Demorou algum tempo de convencimento, mas no primeiro ano, 2013, eles tiveram 27 voluntários que coletaram urina em jarras e aplicaram em plantas junto com esterco animal; ninguém estava disposto a arriscar sua colheita apenas com xixi.
“Tivemos resultados muito fantásticos”, disse Ali.
No ano seguinte, cerca de mais 100 mulheres estavam fertilizando assim, depois 1.000. A pesquisa de sua equipe descobriu que a urina, com esterco animal ou sozinha, aumentou a produção de milheto, a cultura básica, em cerca de 30%. Isso pode significar mais comida para uma família ou a capacidade de vender seu excedente no mercado e obter dinheiro para outras necessidades.
Era tabu para algumas mulheres usar a palavra urina, então a renomearam para “oga”, que significa “chefe” na língua ibo.
Para pasteurizar o xixi, ele fica na jarra por pelo menos dois meses antes de o agricultor aplicá-lo, planta por planta. A urina é usada com força total se o solo estiver úmido, ou, se estiver seco, diluída com água na proporção 1:1 para que os nutrientes não queimem as plantações. Lenços ou máscaras são incentivados, para ajudar com o cheiro.
No início, os homens estavam céticos, disse Hannatou Moussa, uma agrônoma que trabalha com Ali no projeto. Mas os resultados falaram por si, e logo os homens começaram a guardar sua urina também.
“Agora se tornou uma competição em casa”, disse Moussa, com cada um do casal disputando urina extra tentando persuadir as crianças a usar seu recipiente.
Sabendo da dinâmica, algumas crianças começaram a exigir dinheiro ou doces em troca de seus serviços, acrescentou.
As crianças não são as únicas que veem potencial econômico. Alguns jovens agricultores empreendedores começaram a coletar, armazenar e vender urina, disse Ali, e o preço disparou nos últimos dois anos, de cerca de US$ 1 por 25 litros para US$ 6.

· · · · ·

» Problema proposto 1: Retorne cada linha dos registros abaixo que contenha a palavra "output".

» Dados de entrada:

· · · · ·

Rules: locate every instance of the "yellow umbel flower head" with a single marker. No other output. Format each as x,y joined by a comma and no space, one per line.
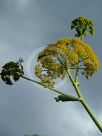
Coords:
66,53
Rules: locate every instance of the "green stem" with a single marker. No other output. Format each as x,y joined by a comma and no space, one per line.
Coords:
53,89
85,105
77,71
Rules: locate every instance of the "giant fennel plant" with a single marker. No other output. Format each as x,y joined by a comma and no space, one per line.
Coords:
68,57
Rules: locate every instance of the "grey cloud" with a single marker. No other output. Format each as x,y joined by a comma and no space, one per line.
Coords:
26,25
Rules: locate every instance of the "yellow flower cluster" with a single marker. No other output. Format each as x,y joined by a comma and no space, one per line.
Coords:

· · · · ·

» Problema proposto 2: Por favor, indique se cada afirmação concorda com o texto sobre a urina como fertilizante, respondendo sim ou não e citando as palavras decisivas do texto: (a) No primeiro ano houve 27 voluntários. (b) A urina diluída na proporção 1:1 é usada quando o solo está úmido. (c) A palavra "oga" significa "chefe" na língua ibo.

» Resposta comentada 1:
Rules: locate every instance of the "yellow umbel flower head" with a single marker. No other output. Format each as x,y joined by a comma and no space, one per line.
Rules: locate every instance of the "green stem" with a single marker. No other output. Format each as x,y joined by a comma and no space, one per line.
Rules: locate every instance of the "giant fennel plant" with a single marker. No other output. Format each as x,y joined by a comma and no space, one per line.
Rules: locate every instance of the "grey cloud" with a single marker. No other output. Format each as x,y joined by a comma and no space, one per line.
Rules: locate every instance of the "yellow flower cluster" with a single marker. No other output. Format each as x,y joined by a comma and no space, one per line.

» Resposta comentada 2:
(a) Sim: "no primeiro ano, 2013, eles tiveram 27 voluntários".
(b) Não: "A urina é usada com força total se o solo estiver úmido, ou, se estiver seco, diluída com água na proporção 1:1".
(c) Sim: "“oga”, que significa “chefe” na língua ibo".